■ WORK TASK ■
Every line with the string "label" in it belongs in your answer, so copy them all from the data.

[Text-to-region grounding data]
★ ★ ★ ★

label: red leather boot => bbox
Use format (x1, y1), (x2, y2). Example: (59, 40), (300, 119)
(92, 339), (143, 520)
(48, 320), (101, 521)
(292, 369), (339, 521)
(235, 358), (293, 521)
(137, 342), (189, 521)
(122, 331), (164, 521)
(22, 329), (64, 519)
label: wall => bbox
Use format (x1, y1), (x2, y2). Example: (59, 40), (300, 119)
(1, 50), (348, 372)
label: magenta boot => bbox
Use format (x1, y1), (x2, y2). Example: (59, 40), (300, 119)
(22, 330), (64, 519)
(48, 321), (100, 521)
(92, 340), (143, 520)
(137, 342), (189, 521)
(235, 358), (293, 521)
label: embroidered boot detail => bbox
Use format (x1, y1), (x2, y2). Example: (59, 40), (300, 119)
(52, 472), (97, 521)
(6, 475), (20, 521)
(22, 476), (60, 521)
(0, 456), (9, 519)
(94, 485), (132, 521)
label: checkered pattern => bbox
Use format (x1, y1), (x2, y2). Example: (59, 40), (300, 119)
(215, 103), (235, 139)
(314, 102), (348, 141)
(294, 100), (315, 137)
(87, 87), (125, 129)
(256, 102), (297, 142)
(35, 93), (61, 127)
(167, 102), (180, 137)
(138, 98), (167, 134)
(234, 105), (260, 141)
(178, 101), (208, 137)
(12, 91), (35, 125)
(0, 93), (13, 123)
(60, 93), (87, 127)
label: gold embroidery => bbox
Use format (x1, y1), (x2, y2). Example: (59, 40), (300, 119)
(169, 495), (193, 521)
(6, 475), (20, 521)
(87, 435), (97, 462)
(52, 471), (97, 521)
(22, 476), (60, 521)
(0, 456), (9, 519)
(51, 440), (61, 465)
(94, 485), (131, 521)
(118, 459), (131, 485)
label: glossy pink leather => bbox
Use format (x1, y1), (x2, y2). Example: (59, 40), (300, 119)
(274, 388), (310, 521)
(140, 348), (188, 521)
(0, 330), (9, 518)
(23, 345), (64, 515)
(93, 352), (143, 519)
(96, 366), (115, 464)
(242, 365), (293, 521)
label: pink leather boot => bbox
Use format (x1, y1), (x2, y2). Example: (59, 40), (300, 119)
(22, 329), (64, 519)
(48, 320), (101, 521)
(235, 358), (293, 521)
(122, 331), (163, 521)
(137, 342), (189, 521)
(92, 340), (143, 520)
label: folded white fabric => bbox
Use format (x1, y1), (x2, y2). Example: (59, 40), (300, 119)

★ ★ ★ ★

■ EXERCISE RESPONSE ■
label: red leather boot => bbox
label: wall => bbox
label: magenta boot => bbox
label: embroidered boot detail => bbox
label: checkered pattern => bbox
label: gold embroidery => bbox
label: glossy pink leather => bbox
label: pink leather boot => bbox
label: folded white fabric => bbox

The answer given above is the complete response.